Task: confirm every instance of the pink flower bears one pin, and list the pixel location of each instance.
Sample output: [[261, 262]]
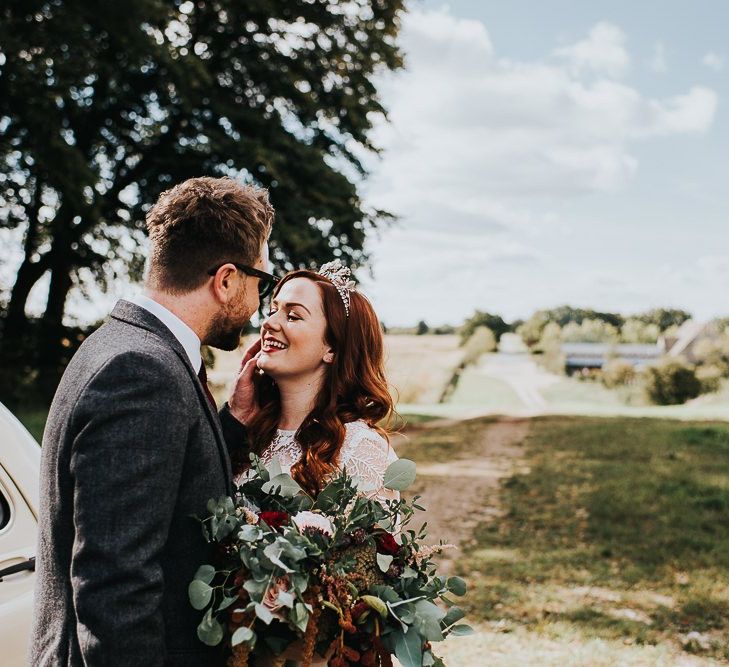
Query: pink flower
[[270, 599], [313, 520]]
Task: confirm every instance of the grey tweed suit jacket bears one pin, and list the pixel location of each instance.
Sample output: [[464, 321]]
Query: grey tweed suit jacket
[[131, 449]]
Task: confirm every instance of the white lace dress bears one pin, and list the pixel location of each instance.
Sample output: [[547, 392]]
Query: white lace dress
[[365, 454]]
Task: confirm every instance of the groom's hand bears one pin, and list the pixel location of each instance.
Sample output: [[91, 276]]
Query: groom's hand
[[242, 401]]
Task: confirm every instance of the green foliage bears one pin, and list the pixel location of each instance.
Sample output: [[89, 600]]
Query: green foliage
[[636, 331], [663, 318], [618, 373], [103, 105], [670, 382], [481, 342], [710, 377], [590, 331], [531, 330], [271, 563], [480, 319]]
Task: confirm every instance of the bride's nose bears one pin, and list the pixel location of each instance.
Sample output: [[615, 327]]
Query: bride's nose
[[270, 324]]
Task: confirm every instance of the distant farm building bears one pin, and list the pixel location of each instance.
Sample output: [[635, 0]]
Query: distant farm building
[[596, 355], [682, 344]]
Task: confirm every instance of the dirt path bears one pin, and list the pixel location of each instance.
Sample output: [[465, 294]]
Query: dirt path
[[450, 511], [450, 516]]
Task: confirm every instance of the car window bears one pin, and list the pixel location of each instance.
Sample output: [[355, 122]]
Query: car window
[[4, 510]]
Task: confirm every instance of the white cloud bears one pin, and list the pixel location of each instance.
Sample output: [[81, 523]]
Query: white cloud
[[657, 63], [602, 52], [484, 150], [713, 61]]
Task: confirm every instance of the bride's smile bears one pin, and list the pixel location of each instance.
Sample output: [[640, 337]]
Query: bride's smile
[[293, 336]]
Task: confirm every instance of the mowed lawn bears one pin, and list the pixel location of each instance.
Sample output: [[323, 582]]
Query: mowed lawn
[[619, 530]]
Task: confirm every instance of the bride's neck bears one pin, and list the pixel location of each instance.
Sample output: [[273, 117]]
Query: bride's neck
[[298, 398]]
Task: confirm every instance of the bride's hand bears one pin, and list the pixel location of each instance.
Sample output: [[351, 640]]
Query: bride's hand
[[242, 401]]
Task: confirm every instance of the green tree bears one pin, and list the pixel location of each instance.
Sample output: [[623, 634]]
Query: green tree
[[480, 319], [664, 318], [671, 382], [637, 331], [590, 331], [531, 330], [105, 104]]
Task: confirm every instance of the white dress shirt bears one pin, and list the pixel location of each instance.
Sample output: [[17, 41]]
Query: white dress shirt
[[187, 337]]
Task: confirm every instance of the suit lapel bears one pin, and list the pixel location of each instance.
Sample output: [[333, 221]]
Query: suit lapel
[[139, 317]]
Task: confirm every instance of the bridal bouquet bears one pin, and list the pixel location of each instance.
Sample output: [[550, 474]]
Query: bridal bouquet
[[337, 578]]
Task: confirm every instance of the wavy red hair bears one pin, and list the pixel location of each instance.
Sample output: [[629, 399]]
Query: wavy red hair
[[354, 387]]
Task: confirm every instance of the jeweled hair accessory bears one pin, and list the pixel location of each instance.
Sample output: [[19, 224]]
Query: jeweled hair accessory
[[340, 277]]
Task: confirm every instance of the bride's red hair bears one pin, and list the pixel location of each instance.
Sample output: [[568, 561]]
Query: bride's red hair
[[354, 387]]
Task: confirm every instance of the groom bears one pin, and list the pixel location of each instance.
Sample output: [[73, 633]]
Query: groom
[[134, 444]]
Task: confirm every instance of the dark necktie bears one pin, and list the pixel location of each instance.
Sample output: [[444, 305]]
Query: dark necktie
[[203, 375]]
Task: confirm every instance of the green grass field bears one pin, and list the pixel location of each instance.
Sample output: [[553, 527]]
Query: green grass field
[[620, 530]]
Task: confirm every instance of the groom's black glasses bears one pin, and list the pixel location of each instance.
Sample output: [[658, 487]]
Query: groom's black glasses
[[266, 281]]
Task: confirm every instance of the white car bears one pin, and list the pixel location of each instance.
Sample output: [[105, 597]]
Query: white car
[[19, 491]]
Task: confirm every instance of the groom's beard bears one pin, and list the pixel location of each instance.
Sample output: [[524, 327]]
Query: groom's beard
[[226, 328]]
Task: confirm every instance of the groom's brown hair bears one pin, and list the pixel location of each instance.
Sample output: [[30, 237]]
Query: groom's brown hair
[[201, 223]]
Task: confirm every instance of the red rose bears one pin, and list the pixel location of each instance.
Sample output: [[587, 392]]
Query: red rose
[[274, 519], [386, 544]]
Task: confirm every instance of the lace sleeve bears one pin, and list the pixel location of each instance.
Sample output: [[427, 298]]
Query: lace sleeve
[[366, 455]]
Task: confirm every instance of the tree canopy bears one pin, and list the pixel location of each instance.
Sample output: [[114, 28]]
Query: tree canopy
[[105, 104]]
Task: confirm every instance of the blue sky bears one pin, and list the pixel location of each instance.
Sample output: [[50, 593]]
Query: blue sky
[[549, 153]]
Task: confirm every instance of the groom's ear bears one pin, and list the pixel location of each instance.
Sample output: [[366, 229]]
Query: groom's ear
[[223, 282]]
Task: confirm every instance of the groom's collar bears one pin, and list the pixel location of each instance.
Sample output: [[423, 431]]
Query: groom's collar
[[184, 334], [148, 314]]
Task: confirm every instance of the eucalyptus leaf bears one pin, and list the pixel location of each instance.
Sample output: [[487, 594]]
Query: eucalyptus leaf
[[249, 533], [242, 634], [453, 615], [285, 599], [282, 484], [210, 631], [375, 603], [384, 561], [255, 589], [205, 573], [264, 613], [226, 602], [199, 593], [399, 475], [327, 496], [456, 585], [409, 648]]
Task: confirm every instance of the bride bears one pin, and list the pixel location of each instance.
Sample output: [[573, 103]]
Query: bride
[[320, 389]]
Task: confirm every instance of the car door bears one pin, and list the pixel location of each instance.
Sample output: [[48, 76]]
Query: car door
[[18, 534]]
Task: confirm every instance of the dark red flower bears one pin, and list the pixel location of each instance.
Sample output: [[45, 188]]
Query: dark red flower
[[386, 544], [274, 519]]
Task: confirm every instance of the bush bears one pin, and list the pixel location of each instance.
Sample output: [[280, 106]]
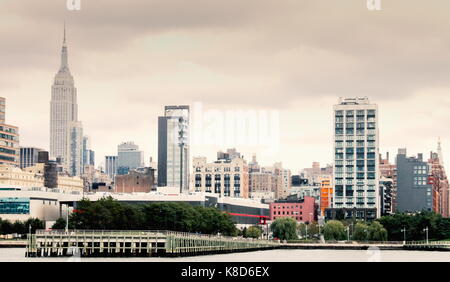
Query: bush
[[334, 230], [284, 228]]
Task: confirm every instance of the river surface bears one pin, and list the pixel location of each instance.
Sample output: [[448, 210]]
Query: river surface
[[18, 255]]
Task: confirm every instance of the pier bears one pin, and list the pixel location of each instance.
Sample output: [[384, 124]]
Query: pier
[[428, 246], [106, 243]]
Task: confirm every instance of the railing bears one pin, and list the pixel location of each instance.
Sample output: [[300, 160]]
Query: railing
[[347, 242], [430, 243], [85, 232]]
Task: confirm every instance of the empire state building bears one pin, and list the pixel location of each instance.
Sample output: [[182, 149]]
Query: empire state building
[[65, 130]]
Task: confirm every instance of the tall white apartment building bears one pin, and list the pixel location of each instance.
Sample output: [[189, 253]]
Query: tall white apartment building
[[173, 148], [356, 163]]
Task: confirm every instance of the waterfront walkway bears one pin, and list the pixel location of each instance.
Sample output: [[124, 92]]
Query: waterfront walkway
[[102, 243]]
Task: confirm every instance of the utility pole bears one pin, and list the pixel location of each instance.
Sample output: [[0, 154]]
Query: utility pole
[[67, 219]]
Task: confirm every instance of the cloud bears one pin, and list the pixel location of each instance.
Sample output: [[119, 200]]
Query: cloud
[[130, 58]]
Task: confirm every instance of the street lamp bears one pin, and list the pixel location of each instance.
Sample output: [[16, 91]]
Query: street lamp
[[404, 235], [426, 230], [67, 219], [181, 144]]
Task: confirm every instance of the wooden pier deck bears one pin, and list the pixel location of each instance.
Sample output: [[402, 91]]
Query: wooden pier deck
[[103, 243]]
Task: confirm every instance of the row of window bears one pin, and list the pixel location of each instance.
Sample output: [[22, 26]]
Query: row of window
[[348, 113], [351, 131], [218, 169], [351, 143], [287, 207]]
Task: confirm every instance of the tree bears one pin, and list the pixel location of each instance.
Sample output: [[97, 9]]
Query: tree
[[6, 227], [438, 227], [59, 224], [360, 232], [284, 228], [376, 232], [253, 232], [334, 230]]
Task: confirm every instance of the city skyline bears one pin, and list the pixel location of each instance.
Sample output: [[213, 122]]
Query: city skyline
[[154, 60]]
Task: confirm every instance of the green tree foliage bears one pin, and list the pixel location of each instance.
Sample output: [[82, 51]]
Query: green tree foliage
[[334, 230], [438, 227], [253, 232], [110, 214], [59, 224], [360, 232], [284, 228], [310, 230], [376, 232]]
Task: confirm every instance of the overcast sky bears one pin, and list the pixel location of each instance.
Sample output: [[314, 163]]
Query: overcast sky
[[291, 57]]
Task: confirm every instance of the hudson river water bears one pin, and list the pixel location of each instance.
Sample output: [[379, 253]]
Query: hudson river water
[[18, 255]]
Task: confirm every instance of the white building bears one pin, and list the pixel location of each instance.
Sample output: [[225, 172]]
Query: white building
[[228, 178], [63, 110], [173, 147], [356, 163], [111, 166], [129, 157], [75, 148]]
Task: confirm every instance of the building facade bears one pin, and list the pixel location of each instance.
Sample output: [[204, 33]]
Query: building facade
[[9, 139], [356, 153], [111, 166], [439, 182], [173, 148], [302, 210], [137, 181], [75, 146], [326, 194], [228, 178], [129, 157], [9, 145], [29, 156], [414, 191]]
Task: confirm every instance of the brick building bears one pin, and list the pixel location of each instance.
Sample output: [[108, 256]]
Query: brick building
[[136, 181], [303, 210]]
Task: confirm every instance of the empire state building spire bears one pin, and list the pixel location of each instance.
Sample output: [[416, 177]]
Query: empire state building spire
[[65, 129], [440, 155], [64, 60]]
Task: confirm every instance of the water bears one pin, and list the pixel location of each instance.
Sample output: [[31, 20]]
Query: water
[[18, 255]]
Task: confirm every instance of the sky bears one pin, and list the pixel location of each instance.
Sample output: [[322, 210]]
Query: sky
[[283, 63]]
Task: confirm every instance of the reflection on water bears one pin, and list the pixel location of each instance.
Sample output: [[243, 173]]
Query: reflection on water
[[371, 255]]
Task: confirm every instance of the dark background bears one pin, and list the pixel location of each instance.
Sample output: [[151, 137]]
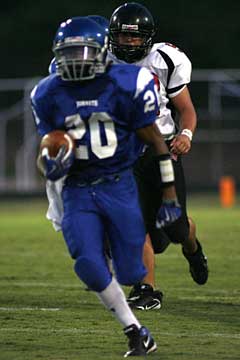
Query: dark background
[[208, 30]]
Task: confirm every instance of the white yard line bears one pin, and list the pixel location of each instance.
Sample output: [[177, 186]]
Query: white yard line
[[101, 331]]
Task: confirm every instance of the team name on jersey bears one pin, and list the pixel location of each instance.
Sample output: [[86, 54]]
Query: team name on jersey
[[87, 103]]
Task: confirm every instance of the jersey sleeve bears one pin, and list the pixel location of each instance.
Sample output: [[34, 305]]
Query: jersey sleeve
[[41, 109], [145, 100], [180, 76]]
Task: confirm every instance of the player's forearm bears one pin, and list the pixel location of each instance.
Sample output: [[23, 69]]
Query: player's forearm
[[188, 120]]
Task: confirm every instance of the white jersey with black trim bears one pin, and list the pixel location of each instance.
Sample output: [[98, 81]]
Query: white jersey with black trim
[[172, 71]]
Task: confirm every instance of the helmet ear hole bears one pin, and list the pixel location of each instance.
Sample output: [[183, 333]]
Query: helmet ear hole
[[136, 19]]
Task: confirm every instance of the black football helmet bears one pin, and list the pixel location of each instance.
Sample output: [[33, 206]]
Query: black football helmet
[[135, 19]]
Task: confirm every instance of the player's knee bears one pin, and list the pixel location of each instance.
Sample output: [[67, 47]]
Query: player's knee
[[192, 228], [94, 275]]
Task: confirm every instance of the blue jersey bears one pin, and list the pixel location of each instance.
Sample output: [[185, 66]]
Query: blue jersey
[[102, 116]]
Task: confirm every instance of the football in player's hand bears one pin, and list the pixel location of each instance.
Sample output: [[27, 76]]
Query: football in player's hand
[[54, 140]]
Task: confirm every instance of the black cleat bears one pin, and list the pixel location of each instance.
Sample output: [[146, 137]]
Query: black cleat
[[198, 266], [144, 297], [140, 342]]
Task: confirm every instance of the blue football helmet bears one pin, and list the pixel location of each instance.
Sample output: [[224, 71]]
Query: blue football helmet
[[80, 49]]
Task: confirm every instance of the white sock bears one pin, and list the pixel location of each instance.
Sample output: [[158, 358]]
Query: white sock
[[114, 299]]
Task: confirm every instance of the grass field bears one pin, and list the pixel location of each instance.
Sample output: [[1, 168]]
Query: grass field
[[46, 313]]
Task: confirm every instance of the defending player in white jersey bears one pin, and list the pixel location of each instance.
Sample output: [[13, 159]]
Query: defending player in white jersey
[[131, 33]]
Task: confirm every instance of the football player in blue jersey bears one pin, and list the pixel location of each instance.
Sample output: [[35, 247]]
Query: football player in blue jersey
[[131, 32], [109, 111]]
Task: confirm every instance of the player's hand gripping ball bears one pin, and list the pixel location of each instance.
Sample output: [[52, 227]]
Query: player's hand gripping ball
[[56, 154]]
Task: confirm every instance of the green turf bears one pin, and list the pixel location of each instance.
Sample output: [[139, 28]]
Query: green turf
[[46, 313]]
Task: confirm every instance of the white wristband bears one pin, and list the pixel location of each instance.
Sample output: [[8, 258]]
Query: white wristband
[[166, 169], [188, 133]]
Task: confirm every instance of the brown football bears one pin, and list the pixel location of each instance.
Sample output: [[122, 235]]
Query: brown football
[[54, 140]]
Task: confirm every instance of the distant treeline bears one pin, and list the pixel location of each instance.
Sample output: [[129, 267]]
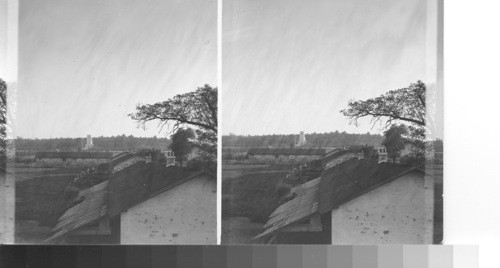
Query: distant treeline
[[316, 140], [113, 143]]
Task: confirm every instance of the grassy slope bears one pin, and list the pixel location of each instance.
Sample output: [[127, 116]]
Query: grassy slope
[[250, 191], [42, 198]]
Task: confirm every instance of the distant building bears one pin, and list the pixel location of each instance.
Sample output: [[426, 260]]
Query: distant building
[[89, 144], [285, 154], [359, 201], [302, 139], [145, 203], [73, 157], [169, 155]]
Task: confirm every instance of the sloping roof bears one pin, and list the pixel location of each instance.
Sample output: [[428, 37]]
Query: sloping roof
[[303, 205], [285, 151], [91, 208], [104, 155], [354, 177], [141, 181], [125, 189], [336, 186]]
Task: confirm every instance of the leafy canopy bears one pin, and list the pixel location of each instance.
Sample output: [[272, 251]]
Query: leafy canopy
[[404, 104], [197, 108]]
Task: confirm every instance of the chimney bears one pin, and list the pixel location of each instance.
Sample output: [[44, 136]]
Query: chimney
[[382, 155]]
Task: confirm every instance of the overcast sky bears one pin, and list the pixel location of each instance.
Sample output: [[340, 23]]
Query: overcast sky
[[291, 65], [85, 64]]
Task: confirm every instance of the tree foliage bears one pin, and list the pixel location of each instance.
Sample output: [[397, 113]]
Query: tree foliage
[[182, 143], [196, 109], [401, 105]]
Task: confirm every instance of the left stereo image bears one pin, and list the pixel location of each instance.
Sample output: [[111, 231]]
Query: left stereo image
[[109, 123]]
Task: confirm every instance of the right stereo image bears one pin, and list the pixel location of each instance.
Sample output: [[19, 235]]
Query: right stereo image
[[332, 122]]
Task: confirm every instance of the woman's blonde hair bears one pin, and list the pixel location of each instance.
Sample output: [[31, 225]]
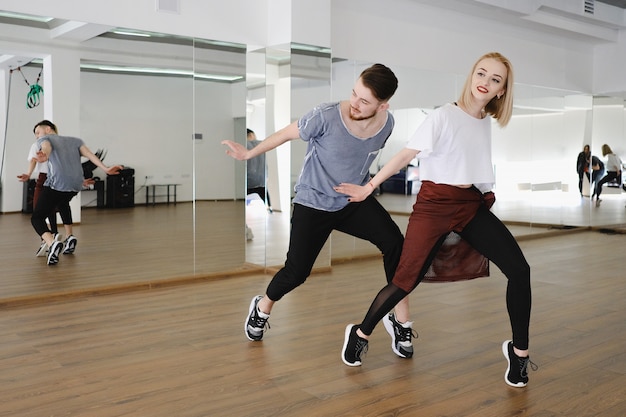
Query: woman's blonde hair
[[501, 108]]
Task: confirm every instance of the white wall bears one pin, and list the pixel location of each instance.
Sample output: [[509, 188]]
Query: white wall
[[406, 33]]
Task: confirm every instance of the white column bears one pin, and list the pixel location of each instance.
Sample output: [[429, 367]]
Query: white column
[[61, 99]]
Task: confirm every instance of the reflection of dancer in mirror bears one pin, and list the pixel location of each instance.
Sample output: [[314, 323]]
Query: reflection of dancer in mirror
[[343, 140], [456, 199], [582, 167], [256, 172], [65, 180], [613, 171], [45, 127]]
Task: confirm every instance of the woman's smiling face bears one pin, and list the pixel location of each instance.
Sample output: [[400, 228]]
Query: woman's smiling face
[[488, 79]]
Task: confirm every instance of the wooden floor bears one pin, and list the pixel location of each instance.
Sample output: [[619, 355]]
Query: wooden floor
[[181, 351]]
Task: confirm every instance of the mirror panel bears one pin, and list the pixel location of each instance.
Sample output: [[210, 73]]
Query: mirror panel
[[219, 112], [609, 128]]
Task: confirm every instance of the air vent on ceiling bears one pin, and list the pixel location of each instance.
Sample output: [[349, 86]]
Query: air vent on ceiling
[[171, 6]]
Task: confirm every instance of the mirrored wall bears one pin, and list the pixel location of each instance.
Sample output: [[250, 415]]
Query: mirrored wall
[[161, 104]]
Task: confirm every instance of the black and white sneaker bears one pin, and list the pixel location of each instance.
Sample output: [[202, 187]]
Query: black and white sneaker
[[256, 322], [516, 374], [70, 245], [401, 335], [53, 255], [43, 248], [354, 346]]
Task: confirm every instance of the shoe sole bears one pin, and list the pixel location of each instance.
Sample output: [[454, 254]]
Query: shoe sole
[[245, 324], [53, 256], [69, 247], [505, 352], [389, 327], [346, 337], [42, 251]]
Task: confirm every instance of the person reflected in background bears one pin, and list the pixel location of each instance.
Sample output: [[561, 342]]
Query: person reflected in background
[[597, 172], [613, 171], [453, 145], [256, 173], [41, 169], [65, 180], [582, 167]]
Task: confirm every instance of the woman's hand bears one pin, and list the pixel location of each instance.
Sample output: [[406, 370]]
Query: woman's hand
[[355, 193]]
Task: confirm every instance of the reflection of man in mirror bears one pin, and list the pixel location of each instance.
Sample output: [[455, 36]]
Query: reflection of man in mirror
[[582, 166], [343, 140], [64, 181], [256, 173]]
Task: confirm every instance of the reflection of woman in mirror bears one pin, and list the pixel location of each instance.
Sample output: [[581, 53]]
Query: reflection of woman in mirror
[[45, 127], [343, 140], [454, 148], [582, 167], [613, 171]]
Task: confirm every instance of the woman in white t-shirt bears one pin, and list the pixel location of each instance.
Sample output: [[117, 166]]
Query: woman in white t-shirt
[[453, 146], [613, 171]]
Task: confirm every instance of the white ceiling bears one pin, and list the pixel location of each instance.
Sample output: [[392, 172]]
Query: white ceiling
[[604, 23]]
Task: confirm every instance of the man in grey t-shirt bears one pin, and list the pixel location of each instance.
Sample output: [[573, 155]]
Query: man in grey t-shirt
[[342, 139], [65, 180]]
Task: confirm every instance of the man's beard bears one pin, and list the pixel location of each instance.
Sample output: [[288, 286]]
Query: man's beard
[[361, 117]]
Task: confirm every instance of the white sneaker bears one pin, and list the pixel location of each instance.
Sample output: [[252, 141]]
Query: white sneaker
[[70, 245]]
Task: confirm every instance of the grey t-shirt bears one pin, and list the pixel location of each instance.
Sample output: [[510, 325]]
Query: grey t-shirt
[[334, 156], [65, 171]]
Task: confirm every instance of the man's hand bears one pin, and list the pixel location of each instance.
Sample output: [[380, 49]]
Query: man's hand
[[355, 193], [236, 150], [41, 156]]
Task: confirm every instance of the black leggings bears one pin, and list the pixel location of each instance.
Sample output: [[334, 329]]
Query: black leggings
[[488, 235], [610, 175], [310, 228]]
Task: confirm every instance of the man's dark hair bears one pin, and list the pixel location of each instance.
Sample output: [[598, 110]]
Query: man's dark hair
[[381, 80], [46, 123]]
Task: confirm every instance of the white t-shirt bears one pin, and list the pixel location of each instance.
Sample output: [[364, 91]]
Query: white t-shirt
[[613, 163], [455, 148], [39, 166]]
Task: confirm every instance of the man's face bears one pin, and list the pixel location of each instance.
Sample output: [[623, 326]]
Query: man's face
[[43, 131], [363, 104]]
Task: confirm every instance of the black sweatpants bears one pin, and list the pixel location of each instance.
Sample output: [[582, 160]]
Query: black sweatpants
[[50, 199], [310, 228]]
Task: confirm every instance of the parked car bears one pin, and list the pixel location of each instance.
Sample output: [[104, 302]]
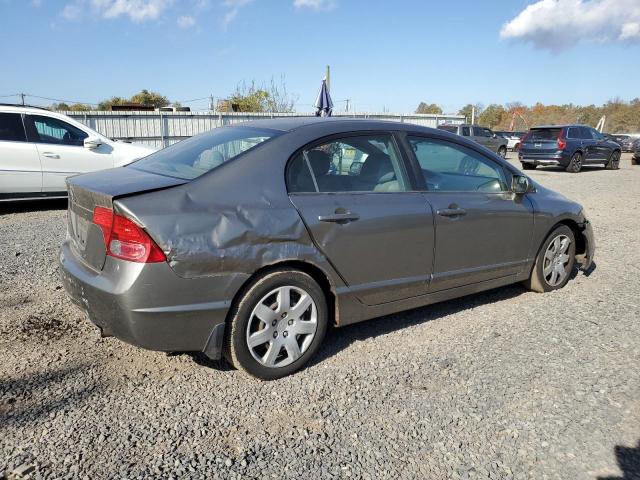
━━━━
● What the task requires: From the records above, quote word for word only the lines beginning at the line that has "Query: right stereo image" and stopping after the line that has "Sample output: [[314, 323]]". Omit the pictures.

● Written response:
Query: right stereo image
[[332, 122]]
Task: confirm every instance of the woman's blonde hair bears one pin, and list the pixel location of each instance.
Sample output: [[31, 225]]
Query: woman's blonde hair
[[501, 108]]
Task: confirm every instance of the white wall bears one pin, and list the pixel location of each instance.
Sample output: [[509, 188]]
Query: white wall
[[406, 33]]
Task: confirm every instance of the white column bears one pin, and list the pixel location of each instance.
Sample output: [[429, 367]]
Query: white column
[[61, 99]]
Task: confirm every instance of the reflection of dancer in mirror bears one pin, and list the pixel location of each instance.
Sample output: [[314, 323]]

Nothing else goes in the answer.